» **AIM OF THE EXERCISE**: Take the line that has "Find the innermost point of each instance of the stainless" in it and every line after it to the end of the entries, and reproduce them exactly.

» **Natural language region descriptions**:
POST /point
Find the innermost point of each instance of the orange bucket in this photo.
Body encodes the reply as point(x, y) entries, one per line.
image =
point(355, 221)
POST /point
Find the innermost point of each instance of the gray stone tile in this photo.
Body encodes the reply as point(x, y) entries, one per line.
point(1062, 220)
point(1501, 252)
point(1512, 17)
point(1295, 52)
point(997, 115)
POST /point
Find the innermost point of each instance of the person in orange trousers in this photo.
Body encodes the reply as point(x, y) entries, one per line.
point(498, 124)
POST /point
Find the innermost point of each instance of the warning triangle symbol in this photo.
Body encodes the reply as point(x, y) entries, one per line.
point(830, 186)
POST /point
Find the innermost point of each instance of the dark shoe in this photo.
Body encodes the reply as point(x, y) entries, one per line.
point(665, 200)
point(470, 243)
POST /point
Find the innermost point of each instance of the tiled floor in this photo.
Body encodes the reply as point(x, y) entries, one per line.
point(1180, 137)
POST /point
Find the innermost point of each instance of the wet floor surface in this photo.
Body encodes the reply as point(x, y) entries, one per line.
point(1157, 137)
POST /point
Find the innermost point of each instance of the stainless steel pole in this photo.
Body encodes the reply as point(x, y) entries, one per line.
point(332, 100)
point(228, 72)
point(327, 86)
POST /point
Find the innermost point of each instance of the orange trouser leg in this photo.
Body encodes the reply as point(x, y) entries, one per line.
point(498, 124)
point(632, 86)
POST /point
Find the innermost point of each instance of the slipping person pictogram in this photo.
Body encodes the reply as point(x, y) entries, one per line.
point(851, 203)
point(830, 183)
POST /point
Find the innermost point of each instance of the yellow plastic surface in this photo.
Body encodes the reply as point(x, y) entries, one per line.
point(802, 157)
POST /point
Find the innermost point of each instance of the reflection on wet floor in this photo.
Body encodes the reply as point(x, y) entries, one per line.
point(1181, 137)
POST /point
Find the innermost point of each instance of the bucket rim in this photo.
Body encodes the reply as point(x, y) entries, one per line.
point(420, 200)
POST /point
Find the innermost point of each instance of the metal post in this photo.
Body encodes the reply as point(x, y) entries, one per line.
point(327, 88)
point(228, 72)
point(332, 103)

» **OUTPUT OF THE EXERCISE**:
Find the innermost point of each instance of the stainless steel pole in this photo.
Body encodes the reply as point(x, y) entries, one per line.
point(332, 100)
point(228, 72)
point(327, 86)
POST /point
Find the innermost point of each instance of the orange trouser leg in this photo.
Body encodes the reply as point(x, y) entries, one per line.
point(498, 124)
point(632, 86)
POST /point
Find the innermost point of each instance of the slipping person pictogram in this photo.
Body encodes the reply as point(x, y) entries, one per line.
point(851, 203)
point(830, 183)
POST /point
Find the innermost point of each instance of the yellow plastic surface in this photo.
Body encodes the reply as point(x, y) entries, one per line.
point(802, 157)
POST /point
Find the innermost point of each instance of the reflection on wet floor in this photo.
Body encodes the reply as point(x, y) entries, one per line.
point(1181, 137)
POST /point
Find the innermost point of each instance of the bucket rim in this photo.
Body encodes the reply as point(x, y) entries, one per line.
point(420, 200)
POST /point
Find the innermost point of each instance of the metal post in this photo.
Body encodes the reply as point(x, y) entries, one per line.
point(327, 88)
point(228, 72)
point(332, 103)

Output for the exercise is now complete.